##### Belge
Yürümeye devam... Akdenizin kenarından kenarından dağlardaki keçi yollarından yürümeye devam ediyoruz. Kayalıklardan ve bozkır bitkilerinden oluşan patika dağ yollarından ilerliyoruz. Karadeniz yol üstünde rastladığımız  su sarnıcında  biraz mola verip sarnıçta su olup olmadığının kontrollerini yapıyor. Gökyüzü bulutlu. Allahtan yakıcı bir sıcaklık yok! Tekrar yürüyoruz. Karadeniz bu sefer yolun biraz altındaki keçiboynuzu ağacından keçiboynuzu topluyor. Arada küçük molalar verip durması sayesinde bende dinlenmiş oluyorum. Yanıma aldığım mavi not defterine Karadenize olan borçlarımı not almıştım.  Not defterimi o ele geçirmiş yürüyüşle ilgili notlar almaya başlıyor. O deftere not yazarken bende cebimden çıkardığım Mp3 çalarımı çıkartıp dinlemeye başladım. Sezen Aksu'nun "Nihayet" adlı şarkısı...

Nihayet, nihayet, nihayet
Diyar diyar gezdim geldim
Safiyeti sezdim geldim
Kendi ateşiyle yanan pervaneydim
Yalanımdan bezdim geldim
Diyar diyar gezdim geldim
Safiyeti sezdim geldim
Kendi ateşiyle yanan pervaneydim
Yalnızlığımdan bezdim geldim

Şarkının nakaratında sesimi yükseltip bende şarkıya eşlik ediyordum. Kendimi fazla kaptırmış olacağım ki Karadeniz kulaklığımın bir tanesini çıkartıp "Sesinin çirkinliğinin farkında değilsin sanırım" dedi. Bende "O senin problemin" diyerek kulaklığımı takıp şarkı söylemeye devam ettim. Benim açımdan hayli zevkli olan bu mini konserimden sonra yürümeye devam ettik.
##########
##### Veri kayıtları
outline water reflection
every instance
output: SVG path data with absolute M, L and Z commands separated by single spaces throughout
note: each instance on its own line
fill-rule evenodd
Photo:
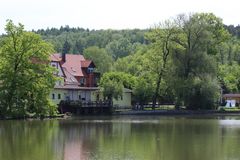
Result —
M 0 121 L 0 159 L 235 160 L 239 126 L 233 117 Z

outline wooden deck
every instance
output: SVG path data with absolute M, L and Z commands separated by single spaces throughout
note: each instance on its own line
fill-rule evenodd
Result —
M 59 111 L 61 113 L 70 112 L 76 115 L 112 114 L 113 106 L 110 101 L 61 101 Z

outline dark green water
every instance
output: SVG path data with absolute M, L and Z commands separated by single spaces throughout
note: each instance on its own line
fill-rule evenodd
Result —
M 0 121 L 0 160 L 239 160 L 239 119 Z

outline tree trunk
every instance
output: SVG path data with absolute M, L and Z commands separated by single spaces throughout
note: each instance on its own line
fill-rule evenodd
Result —
M 156 87 L 155 93 L 153 95 L 152 110 L 155 110 L 155 107 L 156 107 L 158 92 L 159 92 L 160 84 L 161 84 L 161 81 L 162 81 L 162 73 L 163 73 L 163 71 L 161 71 L 161 73 L 160 73 L 160 75 L 158 77 L 157 87 Z

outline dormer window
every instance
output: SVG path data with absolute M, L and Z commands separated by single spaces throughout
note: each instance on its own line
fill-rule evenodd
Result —
M 76 72 L 76 70 L 73 67 L 71 67 L 71 69 L 72 69 L 73 72 Z
M 85 78 L 80 78 L 80 85 L 83 86 L 85 84 Z
M 90 68 L 90 67 L 89 67 L 89 68 L 88 68 L 88 73 L 93 73 L 93 70 L 94 70 L 93 68 Z

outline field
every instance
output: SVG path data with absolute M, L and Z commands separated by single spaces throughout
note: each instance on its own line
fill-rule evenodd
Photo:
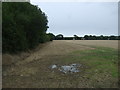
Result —
M 82 65 L 80 72 L 64 74 L 50 68 L 73 63 Z M 54 40 L 24 60 L 3 66 L 3 88 L 114 87 L 118 87 L 117 40 Z

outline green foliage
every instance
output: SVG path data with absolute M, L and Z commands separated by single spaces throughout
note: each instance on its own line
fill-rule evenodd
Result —
M 27 2 L 4 2 L 3 52 L 18 52 L 49 41 L 47 16 L 37 6 Z

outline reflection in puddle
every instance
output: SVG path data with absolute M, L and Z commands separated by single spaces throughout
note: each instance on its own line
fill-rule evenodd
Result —
M 81 64 L 71 64 L 71 65 L 63 65 L 63 66 L 52 65 L 51 69 L 58 69 L 63 73 L 76 73 L 76 72 L 80 72 L 79 70 L 80 66 Z

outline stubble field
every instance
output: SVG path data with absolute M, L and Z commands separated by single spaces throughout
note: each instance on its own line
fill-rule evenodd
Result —
M 80 72 L 65 74 L 50 68 L 74 63 L 81 64 Z M 54 40 L 24 60 L 3 65 L 3 88 L 106 87 L 118 87 L 117 40 Z

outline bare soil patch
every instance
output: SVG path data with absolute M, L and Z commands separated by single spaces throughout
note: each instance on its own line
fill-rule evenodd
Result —
M 96 42 L 99 41 L 91 41 L 94 42 L 96 46 Z M 109 41 L 109 45 L 111 45 L 114 41 Z M 115 41 L 116 42 L 116 41 Z M 77 74 L 63 74 L 61 72 L 53 72 L 49 66 L 53 64 L 59 65 L 67 65 L 71 64 L 71 62 L 65 62 L 64 59 L 73 58 L 72 53 L 74 51 L 80 50 L 91 50 L 95 49 L 91 47 L 90 41 L 64 41 L 58 40 L 53 42 L 48 42 L 42 44 L 36 48 L 29 56 L 26 58 L 20 58 L 14 65 L 11 65 L 9 68 L 4 69 L 3 65 L 3 88 L 89 88 L 89 87 L 96 87 L 96 82 L 102 83 L 102 79 L 99 78 L 99 81 L 96 80 L 94 85 L 91 85 L 92 78 L 87 78 L 86 75 L 88 73 L 84 73 L 86 69 L 89 67 L 85 66 L 84 63 L 81 63 L 84 67 L 82 72 Z M 104 43 L 101 41 L 99 43 Z M 111 43 L 111 44 L 110 44 Z M 89 46 L 89 45 L 90 46 Z M 117 43 L 114 43 L 117 44 Z M 98 45 L 98 44 L 97 44 Z M 103 44 L 99 44 L 102 46 Z M 99 46 L 98 45 L 98 46 Z M 115 48 L 117 45 L 111 45 L 108 47 Z M 80 56 L 80 55 L 79 55 Z M 76 57 L 78 55 L 76 54 Z M 9 59 L 8 57 L 5 57 Z M 3 60 L 5 60 L 3 58 Z M 14 56 L 10 56 L 10 58 L 14 58 Z M 17 60 L 17 58 L 16 58 Z M 91 73 L 92 75 L 93 73 Z M 99 76 L 99 74 L 98 74 Z M 106 80 L 115 80 L 115 79 L 108 79 L 108 76 L 103 75 L 106 77 Z M 89 81 L 89 83 L 88 83 Z M 100 84 L 99 83 L 99 84 Z M 106 82 L 108 83 L 108 81 Z M 108 83 L 108 86 L 111 86 L 111 83 Z M 104 84 L 100 84 L 103 87 Z M 100 86 L 99 85 L 99 86 Z M 101 87 L 102 87 L 101 86 Z M 116 87 L 116 85 L 113 85 Z

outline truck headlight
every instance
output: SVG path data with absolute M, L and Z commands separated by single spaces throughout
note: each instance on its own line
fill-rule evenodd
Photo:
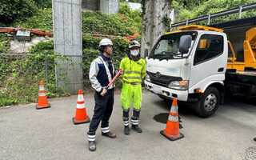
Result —
M 146 81 L 150 82 L 150 77 L 149 76 L 149 74 L 146 75 Z
M 173 81 L 168 85 L 169 88 L 176 90 L 187 90 L 189 88 L 189 81 Z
##########
__Amaç__: Akdeniz kıyısındaki dağ yürüyüşünü anlatan yazıyı son cümlesinden itibaren sürdürür müsün? Kayıtlar başka bir kaynaktan alınmıştır.

__Yanıt__:
Gavurağılındayız.... Burada hafızama kazınacak kadar etkili bir yer gördüğümü hatırlamıyorum. Terkedilmiş bir yer. Hiç insan görmedik. Evlerin hepsi ıssız ve terkedilmiş görünümlüydü. Duvarında Pataralodge yazan yeni yapılmış villa tipi bir evin önünde ve likya yolunu gösteren tabelanın altında fotoğraf çekindikten sonra araç yolundan yolumuza devam ettik. Letoon'a 12 km vardı... Akdenizin kenarından yol almaya devam ediyorduk. Ben yine arkadan arkadan gidiyor Karadenizi takip ediyordum. Ağaç gölgesinde tekrar mavi defteri çıkarmış bir şeyler yazıyordu. Ne yazdığını merak ettiğim halde "ne yazıyorsun?" diye soracak halim olmadığımdan bu mola aralığını çantama yaslanıp dinlenerek geçiriyorum. Biraz dinlendikten sonra araç yolunu takip ederek tekrar yürümeye başlıyoruz. Denizi gören yollarda alabildiğine plajı ve denizi görebiliyordunuz. Bu yollarda çile çekmek yerine neden denizde ve plajda yürümediğimizi anlayamıyordum! Baya yürüdükten sonra Karadeniz sırt çantasını ve beni yol kenarında bırakmış, yolun üstündeki patika yolda Likya yolu işaretlerini aramak ve esas yolun nereye çıktığını görmek için yanımdan ayrılmıştı. İki dev gibi çantayla başbaşa kalmıştım. Ne kadar süre geçti bilmiyorum. Dakikalar saat gibi gelmeye başlamıştı. Sabah çantamın kenarına koyduğum bisküvi ve meyve suyunu çıkartıp hemen yiyip yuttum. Enerjim biraz yerine gelmişti. Bunu daha sık yapmalıydım! Tekrar çantaların başında beklemeye başladım. Dinlenip kendime gelmeme rağmen Karadeniz ortada görünmüyordu! Başına bir şey mi gelmişti? O yokken ya benim başıma bir şey gelirse? Yoldan araçlar gidip geliyordu. Beni ve çantaları çok rahat alıp götürebilirlerdi! Çantaları alıp gidebilirsiniz beni bırakınnnnn! Birisi gelip bana saldırırsa bende karşılıksız bırakmamak için biricik yoldaşım batonu kılıç gibi tutup kimse bana yaklaşmasın diye saldırgan görüntümü ortaya çıkartmıştım.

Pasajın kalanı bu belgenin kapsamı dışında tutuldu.